* **Gestellte Aufgabe 1**
Ziehe aus den Einträgen jede Zeile heraus, die die Zeichenfolge „outline“ enthält. Groß- und Kleinschreibung sind dabei zu beachten.
____
Im Kampf gegen die Schuldenkrise hatte Gaspar harte Einsparungen und Steuererhöhungen durchgesetzt und wichtige Reformen angestoßen. Doch die lang anhaltende Rezession machte dem 52-Jährigen bei der Erreichung der Haushaltsdefizit-Ziele einen Strich durch die Rechnung. Die für 2012 veranschlagten 5,0 Prozent wurden gleich um 1,6 Prozentpunkte verfehlt. Das und die auf das Rekordniveau von mehr als 18 Prozent gekletterte Arbeitslosenrate höhlten das Vertrauen in die Sparpolitik zuletzt auch bei den liberalen Beobachtern aus.

Arbeitgeber haben Verständnis für Arbeiter

Beim Generalstreik vergangenen Donnerstag hatten erstmals alle wichtigen Arbeitgeberverbände Verständnis für die Streikenden geäußert. "Die Arbeiter haben allen Grund, empört zu sein", sagte der Chef des Industrieverbandes CIP, Antonio Saraiva (65). Solche Worte dürften Gaspar nicht geschmeckt haben. In seinem Rücktrittsschreiben nannte er als einen gewichtigen Grund die abnehmende Unterstützung.
____
* **Gestellte Aufgabe 2**
Beantworte die folgenden Fragen zum Text über Gaspars Rücktritt.
(a) Um wie viele Prozentpunkte wurde das für 2012 veranschlagte Defizitziel verfehlt?
(b) Auf welches Niveau war die Arbeitslosenrate gestiegen?
(c) Welchen Verband führt Antonio Saraiva?

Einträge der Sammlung
____
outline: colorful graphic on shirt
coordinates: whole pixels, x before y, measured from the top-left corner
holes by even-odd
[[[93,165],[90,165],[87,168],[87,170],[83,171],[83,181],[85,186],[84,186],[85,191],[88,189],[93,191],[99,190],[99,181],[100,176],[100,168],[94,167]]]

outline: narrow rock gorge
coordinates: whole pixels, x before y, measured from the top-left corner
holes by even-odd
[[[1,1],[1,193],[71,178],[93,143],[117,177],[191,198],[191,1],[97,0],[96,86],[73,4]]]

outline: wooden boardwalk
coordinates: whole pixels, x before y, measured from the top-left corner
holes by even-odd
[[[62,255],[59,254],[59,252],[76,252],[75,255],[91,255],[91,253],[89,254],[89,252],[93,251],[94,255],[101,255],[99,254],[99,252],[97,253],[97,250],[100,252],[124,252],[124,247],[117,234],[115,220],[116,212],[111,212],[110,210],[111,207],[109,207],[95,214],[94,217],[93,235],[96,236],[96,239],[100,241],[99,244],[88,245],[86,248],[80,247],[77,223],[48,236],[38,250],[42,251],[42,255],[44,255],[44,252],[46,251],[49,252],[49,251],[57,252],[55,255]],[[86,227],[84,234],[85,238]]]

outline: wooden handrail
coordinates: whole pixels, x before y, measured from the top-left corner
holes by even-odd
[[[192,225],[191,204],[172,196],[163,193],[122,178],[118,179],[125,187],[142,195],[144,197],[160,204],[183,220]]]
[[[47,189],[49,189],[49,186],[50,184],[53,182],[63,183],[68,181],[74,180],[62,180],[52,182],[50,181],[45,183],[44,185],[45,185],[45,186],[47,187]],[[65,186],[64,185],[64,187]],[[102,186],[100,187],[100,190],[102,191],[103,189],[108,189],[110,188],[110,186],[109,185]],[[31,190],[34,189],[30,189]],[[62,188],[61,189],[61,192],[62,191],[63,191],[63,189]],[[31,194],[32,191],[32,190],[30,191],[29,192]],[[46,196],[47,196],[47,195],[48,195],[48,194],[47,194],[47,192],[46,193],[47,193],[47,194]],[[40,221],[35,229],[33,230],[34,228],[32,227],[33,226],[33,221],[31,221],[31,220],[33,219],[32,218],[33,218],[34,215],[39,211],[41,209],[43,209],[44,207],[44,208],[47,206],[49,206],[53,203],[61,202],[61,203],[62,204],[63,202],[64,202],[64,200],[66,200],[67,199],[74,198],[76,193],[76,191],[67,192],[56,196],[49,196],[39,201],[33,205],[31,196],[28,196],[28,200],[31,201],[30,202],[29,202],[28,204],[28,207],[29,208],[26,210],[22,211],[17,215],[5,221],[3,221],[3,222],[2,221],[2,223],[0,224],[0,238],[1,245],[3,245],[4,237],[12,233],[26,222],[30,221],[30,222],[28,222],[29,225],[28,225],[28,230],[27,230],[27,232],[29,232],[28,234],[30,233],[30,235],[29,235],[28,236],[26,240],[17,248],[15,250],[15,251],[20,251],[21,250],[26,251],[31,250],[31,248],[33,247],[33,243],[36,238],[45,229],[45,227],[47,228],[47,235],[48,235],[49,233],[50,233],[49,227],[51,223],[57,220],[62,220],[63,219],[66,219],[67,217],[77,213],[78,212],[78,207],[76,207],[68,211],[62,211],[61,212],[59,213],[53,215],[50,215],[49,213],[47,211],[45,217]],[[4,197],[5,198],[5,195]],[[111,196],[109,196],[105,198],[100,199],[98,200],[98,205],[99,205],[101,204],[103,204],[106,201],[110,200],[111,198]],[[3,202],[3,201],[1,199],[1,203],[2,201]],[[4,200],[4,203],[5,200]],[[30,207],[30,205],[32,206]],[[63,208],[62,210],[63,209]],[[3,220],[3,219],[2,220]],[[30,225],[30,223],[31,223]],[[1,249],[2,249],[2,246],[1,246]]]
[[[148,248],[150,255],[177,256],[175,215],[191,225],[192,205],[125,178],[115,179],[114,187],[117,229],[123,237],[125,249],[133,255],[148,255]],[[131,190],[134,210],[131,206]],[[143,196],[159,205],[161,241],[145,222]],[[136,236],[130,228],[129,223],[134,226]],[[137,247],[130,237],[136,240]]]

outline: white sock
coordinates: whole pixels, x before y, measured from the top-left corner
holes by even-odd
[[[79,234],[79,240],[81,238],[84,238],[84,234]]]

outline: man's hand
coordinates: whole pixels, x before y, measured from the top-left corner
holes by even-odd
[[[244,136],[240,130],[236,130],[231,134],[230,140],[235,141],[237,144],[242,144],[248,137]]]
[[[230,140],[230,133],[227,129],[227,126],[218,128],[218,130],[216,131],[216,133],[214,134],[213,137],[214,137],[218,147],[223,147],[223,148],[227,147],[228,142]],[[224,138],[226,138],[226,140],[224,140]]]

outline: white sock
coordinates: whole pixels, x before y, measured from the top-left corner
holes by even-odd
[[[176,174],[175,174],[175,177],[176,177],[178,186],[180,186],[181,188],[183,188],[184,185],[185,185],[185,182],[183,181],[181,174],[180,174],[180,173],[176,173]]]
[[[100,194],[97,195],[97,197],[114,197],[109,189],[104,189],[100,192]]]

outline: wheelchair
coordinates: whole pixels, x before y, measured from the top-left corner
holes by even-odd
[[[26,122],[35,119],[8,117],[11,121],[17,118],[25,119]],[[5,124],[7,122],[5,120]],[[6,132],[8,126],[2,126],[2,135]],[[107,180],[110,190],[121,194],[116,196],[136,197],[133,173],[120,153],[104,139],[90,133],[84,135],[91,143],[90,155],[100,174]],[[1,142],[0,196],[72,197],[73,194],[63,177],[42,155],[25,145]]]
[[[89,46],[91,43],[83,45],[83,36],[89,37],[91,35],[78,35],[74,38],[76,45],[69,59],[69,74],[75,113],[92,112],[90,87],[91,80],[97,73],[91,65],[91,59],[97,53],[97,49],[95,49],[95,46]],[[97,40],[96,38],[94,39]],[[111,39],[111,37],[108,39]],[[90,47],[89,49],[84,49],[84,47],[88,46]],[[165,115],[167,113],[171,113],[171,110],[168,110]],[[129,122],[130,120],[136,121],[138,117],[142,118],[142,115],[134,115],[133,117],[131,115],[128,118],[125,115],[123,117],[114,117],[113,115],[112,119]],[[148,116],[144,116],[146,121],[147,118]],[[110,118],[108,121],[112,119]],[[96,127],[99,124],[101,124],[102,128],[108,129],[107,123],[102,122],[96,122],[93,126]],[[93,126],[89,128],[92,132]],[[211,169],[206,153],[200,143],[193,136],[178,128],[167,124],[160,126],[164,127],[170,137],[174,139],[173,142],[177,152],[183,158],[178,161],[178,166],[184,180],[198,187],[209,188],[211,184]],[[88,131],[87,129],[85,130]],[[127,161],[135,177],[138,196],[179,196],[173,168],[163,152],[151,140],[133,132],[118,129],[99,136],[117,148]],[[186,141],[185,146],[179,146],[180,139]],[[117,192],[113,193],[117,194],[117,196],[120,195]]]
____
* **Ergebnis der Aufgabe 1**
outline: colorful graphic on shirt
outline: narrow rock gorge
outline: wooden boardwalk
outline: wooden handrail
outline: white sock
outline: man's hand
outline: white sock
outline: wheelchair

* **Ergebnis der Aufgabe 2**
(a) Das Ziel wurde um 1,6 Prozentpunkte verfehlt.
(b) Sie war auf das Rekordniveau von mehr als 18 Prozent gestiegen.
(c) Er ist Chef des Industrieverbandes CIP.